◆ Records provided ◆
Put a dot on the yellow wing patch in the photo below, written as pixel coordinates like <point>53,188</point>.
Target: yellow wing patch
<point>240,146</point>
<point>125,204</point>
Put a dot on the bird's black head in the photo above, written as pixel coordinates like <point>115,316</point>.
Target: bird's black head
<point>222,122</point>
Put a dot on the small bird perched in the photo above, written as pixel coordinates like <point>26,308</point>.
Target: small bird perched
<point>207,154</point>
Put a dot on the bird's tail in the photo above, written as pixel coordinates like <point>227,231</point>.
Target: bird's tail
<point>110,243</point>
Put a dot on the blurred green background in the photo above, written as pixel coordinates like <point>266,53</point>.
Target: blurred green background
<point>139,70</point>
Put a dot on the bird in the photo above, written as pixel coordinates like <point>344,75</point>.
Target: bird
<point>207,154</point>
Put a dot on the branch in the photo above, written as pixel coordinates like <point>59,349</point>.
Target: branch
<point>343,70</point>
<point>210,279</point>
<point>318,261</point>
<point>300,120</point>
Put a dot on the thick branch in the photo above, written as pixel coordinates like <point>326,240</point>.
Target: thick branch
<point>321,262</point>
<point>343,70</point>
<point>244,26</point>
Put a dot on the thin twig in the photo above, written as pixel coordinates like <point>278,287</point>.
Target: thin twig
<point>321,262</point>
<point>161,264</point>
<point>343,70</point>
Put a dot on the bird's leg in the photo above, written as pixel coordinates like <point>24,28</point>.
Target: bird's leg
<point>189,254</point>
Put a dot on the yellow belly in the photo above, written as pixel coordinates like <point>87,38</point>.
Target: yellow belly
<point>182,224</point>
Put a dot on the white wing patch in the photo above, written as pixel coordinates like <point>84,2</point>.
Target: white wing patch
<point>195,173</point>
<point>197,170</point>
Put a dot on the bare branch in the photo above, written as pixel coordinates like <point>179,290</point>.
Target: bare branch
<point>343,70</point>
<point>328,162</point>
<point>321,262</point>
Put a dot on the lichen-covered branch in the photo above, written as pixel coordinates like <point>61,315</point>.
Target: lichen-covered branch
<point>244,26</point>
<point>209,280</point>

◆ Written exercise ◆
Reproduce every row above word for word, changing nothing.

◆ Reply to the task ◆
Put a dot on the yellow wing patch in the photo below, written as pixel coordinates like <point>53,188</point>.
Target: yellow wing patch
<point>240,146</point>
<point>125,204</point>
Put a dot on the bird's black head in the photo above, written as pixel coordinates like <point>115,316</point>.
Target: bird's black head
<point>222,122</point>
Put a dot on the small bird perched in the photo above, written as pixel coordinates like <point>26,308</point>.
Target: small bird perched
<point>207,154</point>
Put a dot on the bird's tail in the photo above, written as pixel coordinates like <point>227,231</point>.
Target: bird's tail
<point>110,243</point>
Put a dot on the blurred green background in the photo above, written as pixel coordinates like <point>266,53</point>.
Target: blurred green background
<point>139,70</point>
Put a dot on the bird in the photo above, written as pixel coordinates like <point>344,75</point>.
Target: bird
<point>207,154</point>
Put a dot on the branch in the photo above, written as pixel coordinates like <point>59,349</point>.
Target: branch
<point>343,70</point>
<point>210,279</point>
<point>318,261</point>
<point>300,120</point>
Put a dot on the thick branch in the photo above, written as pixel coordinates like <point>326,240</point>.
Target: thick branch
<point>321,262</point>
<point>343,70</point>
<point>244,26</point>
Put a dot on the thin twig in the photo above, written as pixel coordinates like <point>278,287</point>.
Target: thin twig
<point>321,262</point>
<point>161,264</point>
<point>343,70</point>
Put a dot on the bird's leg in the photo above, written as pixel coordinates like <point>24,28</point>.
Target: bird's leg
<point>189,254</point>
Put a dot on the yellow belly in the photo above, written as pixel coordinates like <point>87,38</point>.
Target: yellow belly
<point>182,224</point>
Put a dot on the white wing patch in the photo above, written as pixel coordinates like <point>84,2</point>.
Target: white wing patch
<point>195,173</point>
<point>197,170</point>
Put a dot on the bare branch in the photo above, written as pixel coordinates like <point>179,290</point>.
Target: bare branch
<point>343,70</point>
<point>328,162</point>
<point>321,262</point>
Put a dot on the lichen-covered branch in the photo above, written as pixel coordinates like <point>61,315</point>.
Target: lichen-covered branch
<point>244,26</point>
<point>209,280</point>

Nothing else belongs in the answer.